WHAT IS NEEDED:
Extract, exactly as written, each line from the start of the records below to the line containing "Target: red antler headband", both ends included; drop the pictures.

****************

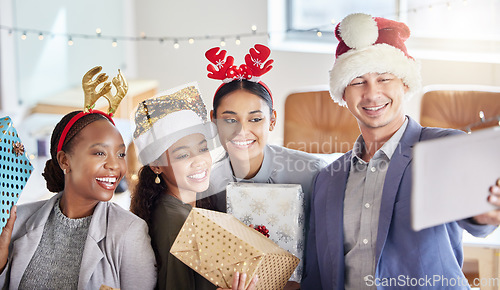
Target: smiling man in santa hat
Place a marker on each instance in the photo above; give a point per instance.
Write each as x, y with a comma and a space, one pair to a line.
360, 233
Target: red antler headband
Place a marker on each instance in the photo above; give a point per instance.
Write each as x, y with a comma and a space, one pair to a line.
91, 96
255, 66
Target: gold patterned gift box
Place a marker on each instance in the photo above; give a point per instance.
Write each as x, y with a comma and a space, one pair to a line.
216, 245
15, 168
279, 207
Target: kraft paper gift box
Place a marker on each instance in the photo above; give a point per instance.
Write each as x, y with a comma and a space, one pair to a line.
216, 245
15, 168
279, 207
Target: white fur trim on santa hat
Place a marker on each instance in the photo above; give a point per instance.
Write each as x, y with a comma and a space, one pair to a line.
358, 30
378, 58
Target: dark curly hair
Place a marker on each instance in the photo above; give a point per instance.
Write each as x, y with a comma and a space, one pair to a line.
52, 172
252, 87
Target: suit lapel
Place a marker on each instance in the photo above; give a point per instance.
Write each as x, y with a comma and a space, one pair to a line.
92, 253
399, 161
335, 218
24, 248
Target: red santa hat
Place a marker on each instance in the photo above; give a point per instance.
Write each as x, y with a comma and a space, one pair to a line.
372, 45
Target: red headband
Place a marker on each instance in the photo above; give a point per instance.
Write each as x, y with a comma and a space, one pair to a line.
252, 71
73, 121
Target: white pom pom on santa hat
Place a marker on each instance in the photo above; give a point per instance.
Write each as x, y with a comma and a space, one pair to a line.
358, 30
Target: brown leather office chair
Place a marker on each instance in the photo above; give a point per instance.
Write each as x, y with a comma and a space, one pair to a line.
459, 107
315, 124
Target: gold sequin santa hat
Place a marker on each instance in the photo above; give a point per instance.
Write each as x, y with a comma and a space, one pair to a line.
161, 121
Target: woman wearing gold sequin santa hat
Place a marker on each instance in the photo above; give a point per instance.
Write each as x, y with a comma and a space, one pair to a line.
77, 239
171, 137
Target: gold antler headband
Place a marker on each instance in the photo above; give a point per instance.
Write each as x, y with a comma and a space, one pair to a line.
91, 96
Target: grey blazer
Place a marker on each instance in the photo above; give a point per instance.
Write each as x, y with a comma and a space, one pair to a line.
117, 251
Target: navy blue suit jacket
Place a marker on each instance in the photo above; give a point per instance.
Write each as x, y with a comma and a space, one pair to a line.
401, 253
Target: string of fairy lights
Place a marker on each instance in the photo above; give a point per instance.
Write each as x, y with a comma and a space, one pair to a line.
71, 38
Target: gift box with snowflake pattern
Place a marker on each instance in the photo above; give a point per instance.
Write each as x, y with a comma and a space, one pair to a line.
278, 207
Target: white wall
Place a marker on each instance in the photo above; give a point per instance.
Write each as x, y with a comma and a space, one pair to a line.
292, 71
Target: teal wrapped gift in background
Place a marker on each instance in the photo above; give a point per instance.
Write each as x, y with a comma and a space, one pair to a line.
15, 168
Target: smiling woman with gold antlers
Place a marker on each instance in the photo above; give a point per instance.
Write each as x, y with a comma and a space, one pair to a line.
77, 239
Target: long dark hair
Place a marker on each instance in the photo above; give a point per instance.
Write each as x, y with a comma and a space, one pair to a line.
52, 172
252, 87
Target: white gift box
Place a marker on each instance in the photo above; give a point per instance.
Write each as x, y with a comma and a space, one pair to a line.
279, 207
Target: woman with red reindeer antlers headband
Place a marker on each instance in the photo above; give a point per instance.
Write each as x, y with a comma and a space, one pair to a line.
244, 114
77, 239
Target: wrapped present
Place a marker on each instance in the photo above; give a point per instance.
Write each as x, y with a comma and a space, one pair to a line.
15, 168
278, 207
216, 245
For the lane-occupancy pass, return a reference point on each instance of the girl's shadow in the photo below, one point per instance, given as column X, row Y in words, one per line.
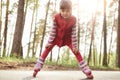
column 29, row 78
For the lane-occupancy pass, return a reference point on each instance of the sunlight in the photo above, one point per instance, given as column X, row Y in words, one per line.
column 88, row 5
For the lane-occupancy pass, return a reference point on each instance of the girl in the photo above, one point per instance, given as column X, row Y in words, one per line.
column 63, row 33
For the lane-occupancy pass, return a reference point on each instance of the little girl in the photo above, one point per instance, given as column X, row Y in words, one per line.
column 63, row 33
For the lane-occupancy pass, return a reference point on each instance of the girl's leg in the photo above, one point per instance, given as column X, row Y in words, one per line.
column 40, row 61
column 82, row 64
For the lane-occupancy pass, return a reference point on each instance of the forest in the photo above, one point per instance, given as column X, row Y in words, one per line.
column 25, row 26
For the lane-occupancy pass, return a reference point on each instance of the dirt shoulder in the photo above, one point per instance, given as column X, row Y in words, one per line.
column 30, row 66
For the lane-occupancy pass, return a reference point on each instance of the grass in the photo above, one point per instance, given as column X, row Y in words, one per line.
column 72, row 62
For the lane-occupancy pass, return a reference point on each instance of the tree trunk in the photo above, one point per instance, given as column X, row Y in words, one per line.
column 0, row 25
column 17, row 46
column 5, row 29
column 47, row 9
column 118, row 37
column 105, row 37
column 31, row 28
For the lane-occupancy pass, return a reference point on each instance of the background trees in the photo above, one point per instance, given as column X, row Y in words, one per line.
column 25, row 25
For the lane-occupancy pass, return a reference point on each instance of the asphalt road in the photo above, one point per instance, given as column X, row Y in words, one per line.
column 57, row 75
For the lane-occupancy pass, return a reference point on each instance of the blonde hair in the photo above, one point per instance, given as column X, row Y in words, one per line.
column 66, row 4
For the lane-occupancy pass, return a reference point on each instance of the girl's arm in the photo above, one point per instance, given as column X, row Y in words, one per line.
column 74, row 37
column 52, row 33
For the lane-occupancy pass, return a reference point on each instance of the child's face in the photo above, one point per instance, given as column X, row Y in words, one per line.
column 65, row 13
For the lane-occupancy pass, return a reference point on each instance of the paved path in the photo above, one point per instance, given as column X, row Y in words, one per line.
column 57, row 75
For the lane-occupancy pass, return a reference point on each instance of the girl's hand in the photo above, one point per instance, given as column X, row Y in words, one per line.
column 48, row 46
column 75, row 50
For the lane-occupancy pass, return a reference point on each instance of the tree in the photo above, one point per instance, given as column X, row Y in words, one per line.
column 47, row 9
column 105, row 37
column 17, row 38
column 5, row 29
column 118, row 38
column 0, row 23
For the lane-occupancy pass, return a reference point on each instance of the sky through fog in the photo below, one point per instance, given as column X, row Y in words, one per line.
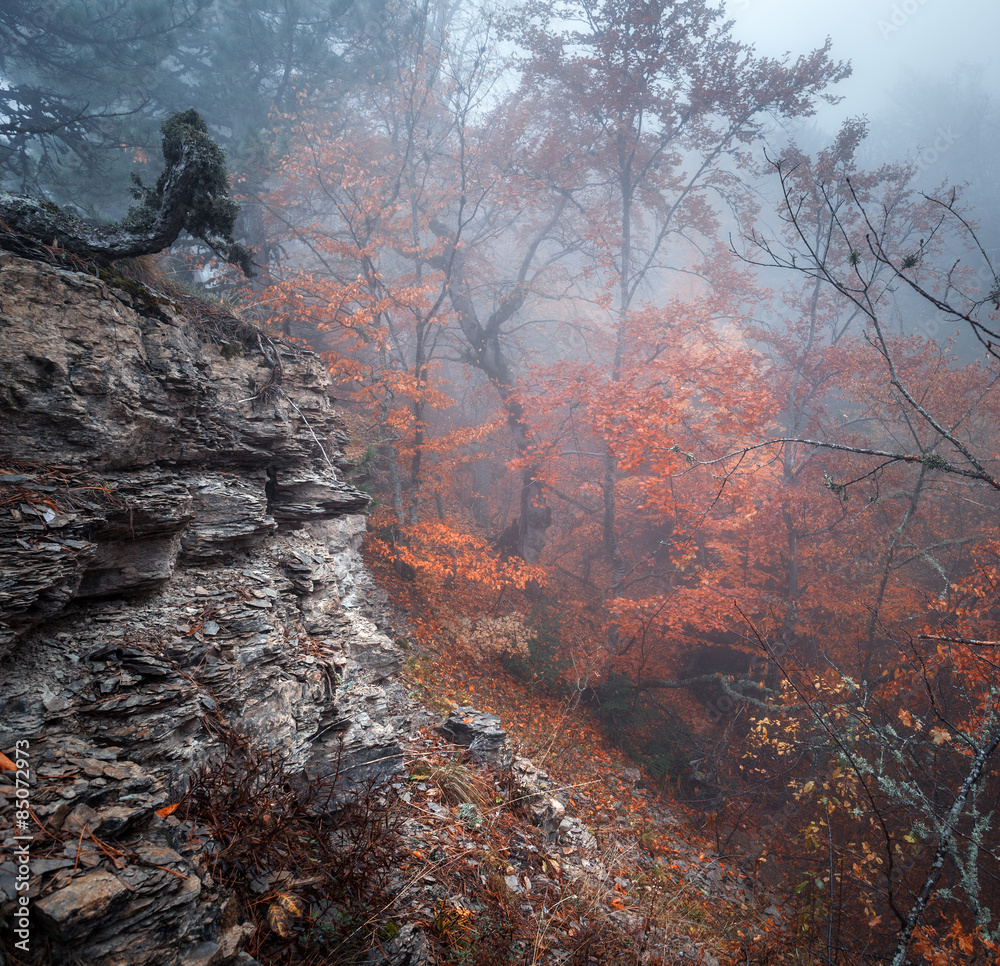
column 887, row 41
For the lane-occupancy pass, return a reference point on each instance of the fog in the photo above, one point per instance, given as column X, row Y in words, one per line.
column 888, row 43
column 649, row 370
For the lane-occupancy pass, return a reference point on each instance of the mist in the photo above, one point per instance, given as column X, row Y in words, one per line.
column 675, row 384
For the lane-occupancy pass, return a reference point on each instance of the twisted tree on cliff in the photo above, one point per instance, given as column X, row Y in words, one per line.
column 192, row 194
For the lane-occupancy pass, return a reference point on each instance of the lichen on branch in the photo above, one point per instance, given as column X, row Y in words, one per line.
column 192, row 194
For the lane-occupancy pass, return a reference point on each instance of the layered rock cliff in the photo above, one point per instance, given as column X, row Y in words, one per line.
column 178, row 561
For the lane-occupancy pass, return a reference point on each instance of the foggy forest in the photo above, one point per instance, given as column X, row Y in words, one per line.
column 674, row 383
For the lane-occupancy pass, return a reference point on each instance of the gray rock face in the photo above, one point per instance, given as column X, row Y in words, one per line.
column 177, row 558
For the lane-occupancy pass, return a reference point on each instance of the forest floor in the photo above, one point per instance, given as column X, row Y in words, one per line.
column 586, row 862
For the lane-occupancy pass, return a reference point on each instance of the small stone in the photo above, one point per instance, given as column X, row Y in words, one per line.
column 89, row 897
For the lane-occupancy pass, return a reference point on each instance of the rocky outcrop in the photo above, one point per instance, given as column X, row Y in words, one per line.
column 178, row 560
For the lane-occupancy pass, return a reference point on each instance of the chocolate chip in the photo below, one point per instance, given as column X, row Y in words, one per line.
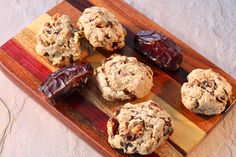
column 128, row 93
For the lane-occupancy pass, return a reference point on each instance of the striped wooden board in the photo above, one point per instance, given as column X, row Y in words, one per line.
column 85, row 112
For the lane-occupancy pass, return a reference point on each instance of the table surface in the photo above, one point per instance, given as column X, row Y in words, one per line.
column 27, row 129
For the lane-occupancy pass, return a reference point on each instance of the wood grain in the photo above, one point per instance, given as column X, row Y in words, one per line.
column 85, row 111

****************

RESULT OF THE EXERCISE:
Target: smiling man in santa hat
Place a marker on each instance in the photo above; give a point per instance.
Write each as x, y with a comma and a space, one pair to a line.
360, 233
Target: red antler headband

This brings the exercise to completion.